### PASSAGE
Day in the Life: Tatjana the cucumber grower
Springlike weather has finally arrived in Estonia, but for me, it is 23.5C every day. My charges at work grow three times my height in as many months, and provide fresh vegetables — which are technically actually fruits — for families across Estonia all year long. My name is Tatjana Maftulyak, and I am a cucumber grower at Grüne Fee Eesti in Lohkva.
I wake up very early for work — at 4:30 — six days per week. I check the weather forecast before leaving home, although the weather, so to speak, is more or less the same year round in the greenhouses — 23.5C and humid, although in summer it can climb above that when temperatures outside soar.
During winter, the greenhouses are heated to maintain appropriate growing temperatures, but there are no air conditioning systems to cool them down during the hottest weather; we just open up the glass windows and pray.
Our workday begins at six in the morning. Because of the warm, humid conditions in the greenhouses, our typical work uniform is shorts and a short-sleeved shirt with the company logo on it, although for some jobs we will wear long pants, long sleeves and head covers to protect us. I love warmth, though, and hate the cold, so sometimes I even feel like it's not warm enough in the greenhouse when I first get to work — I will actually feel chilly!
2,200 cucumber plants
The cucumber plants in each greenhouse are divided up into 11 sectors, with one person in charge of each. Each sector is 900sq m in size, and includes nearly 2,200 cucumber plants growing vertically in neat rows on either side of a long concrete centre walkway running down the middle of the length of the greenhouse. The first task of my day is to harvest the long green cucumbers from the ends of the vines closest to the ground as they each peak ripeness.
You may have grown or seen your parent or grandparent grow tomatoes or cucumbers in the garden with the help of a wooden dowel or something similar for support. Here at work, we train our famous "Luunja" cucumber vines to grow upward along white string whose surplus is kept wound and hanging from a horizontal wire support that runs along the row.
As I go down each row, I use the help of something like a motorised stepladder to reach the tops of the plants and carefully drop the string down so that the top of the vine has more room to continue growing upward and producing more cucumbers. If you accidentally break off the top, you cannot get any more cucumbers out of it, so it is important to be careful when handling it. A set of plants can produce cucumbers for some three months when done correctly. These plants will be cleared out in June.
We have a break at nine in the morning and then again at noon. Then it is time to pick old cucumber leaves which we gather into plastic crates that we stack at the ends of our rows, along the edge of the central walkway. Thankfully we don't have to carry these anywhere ourselves; a tractor comes through and picks up all of the plant waste at the end of the day. It doesn't actually go to waste, either — the organic waste is eventually composted, and used on the fields surrounding the nearby old Luunja Manor, which are under the ownership of Grüne Fee's parent company in Finland. Our cucumbers are popularly known as "Luunja cucumbers" across Estonia to this day.

### WHAT TO DO
Continue the account of the cucumber grower's workday, starting right after its last sentence.

### GIVEN ENTRIES
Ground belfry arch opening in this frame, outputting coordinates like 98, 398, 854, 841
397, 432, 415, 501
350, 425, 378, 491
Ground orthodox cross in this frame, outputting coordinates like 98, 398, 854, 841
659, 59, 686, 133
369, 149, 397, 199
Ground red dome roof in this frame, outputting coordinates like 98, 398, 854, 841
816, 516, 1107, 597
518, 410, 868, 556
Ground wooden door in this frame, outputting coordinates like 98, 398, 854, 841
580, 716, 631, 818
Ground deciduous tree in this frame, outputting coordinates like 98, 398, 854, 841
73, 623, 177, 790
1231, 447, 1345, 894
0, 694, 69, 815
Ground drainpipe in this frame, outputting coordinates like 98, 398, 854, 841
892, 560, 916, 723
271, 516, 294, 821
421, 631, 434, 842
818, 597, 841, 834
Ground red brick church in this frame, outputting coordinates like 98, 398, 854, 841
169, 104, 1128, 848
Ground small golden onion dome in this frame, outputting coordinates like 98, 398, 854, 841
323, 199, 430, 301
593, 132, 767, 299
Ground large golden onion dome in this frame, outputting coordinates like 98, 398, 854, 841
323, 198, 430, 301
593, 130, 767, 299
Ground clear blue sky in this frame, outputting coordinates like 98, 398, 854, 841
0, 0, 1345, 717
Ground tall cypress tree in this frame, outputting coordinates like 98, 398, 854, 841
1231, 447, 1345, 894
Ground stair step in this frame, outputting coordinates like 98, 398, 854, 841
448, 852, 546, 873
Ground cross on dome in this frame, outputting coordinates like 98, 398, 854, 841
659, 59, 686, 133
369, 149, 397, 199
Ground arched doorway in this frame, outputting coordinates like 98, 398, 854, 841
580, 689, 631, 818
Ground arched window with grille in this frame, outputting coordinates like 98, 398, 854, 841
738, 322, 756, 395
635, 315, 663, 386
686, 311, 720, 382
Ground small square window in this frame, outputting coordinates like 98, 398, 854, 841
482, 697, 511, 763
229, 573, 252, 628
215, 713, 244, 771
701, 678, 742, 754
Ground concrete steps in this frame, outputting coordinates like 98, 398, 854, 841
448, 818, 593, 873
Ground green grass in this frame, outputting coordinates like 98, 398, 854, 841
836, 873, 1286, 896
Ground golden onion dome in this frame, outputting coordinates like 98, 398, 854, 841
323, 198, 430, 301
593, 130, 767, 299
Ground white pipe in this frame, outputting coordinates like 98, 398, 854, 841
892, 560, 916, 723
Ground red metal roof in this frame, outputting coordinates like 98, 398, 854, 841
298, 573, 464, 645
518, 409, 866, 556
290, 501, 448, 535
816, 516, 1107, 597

### ANSWER AREA
I love my job. I have been working here since 2004, when I ended up here after seeing a job ad for the position. Our team here at work is like one big family. Those of us in the greenhouse have a lot of work to do every day, but we find time to talk to each other too. I am happy with our work schedule overall, although I wish our workday began at 7 instead of 6. But I have holidays every summer, and we take field trips and enjoy a swimming pool and massages. I am grateful to my employer.
I of course also like that I can spend time with my plants and take care of them; I think they are interesting throughout their growth cycle. If a cucumber gets too little water or is subject to too high or too low temperatures, they have a tendency to grow bitter. None of ours are bitter, though; they have a sweeter taste.
Belarusian in Lohkva
I was born and raised near Mogilev, Belarus. Our family was very close. When I was little, I wanted to become a teacher, but I don't think that's very "me" anymore.
I first came to Estonia in 1984, to stay with relatives in Tallinn. I graduated from what is now known as the Transport School of Tallinn, after which I moved to Tartu. But I have worked here, just outside Tartu city limits, for 25 years now already.
My workday ends early, at 2:45 in the afternoon, which leaves me with plenty of time to dedicate to my family. I consider family top priority. Mine currently consists of my spouse, our son, and a cat whom we all love. I love spending time together with them in the afternoon after work.
Even what I want from life is related largely to family — I want employment, and I think that my wages could be higher. But I also want my son to learn a respectable profession. I want people in general to become more tolerant and humane as well. I'd also like to learn more languages, including English!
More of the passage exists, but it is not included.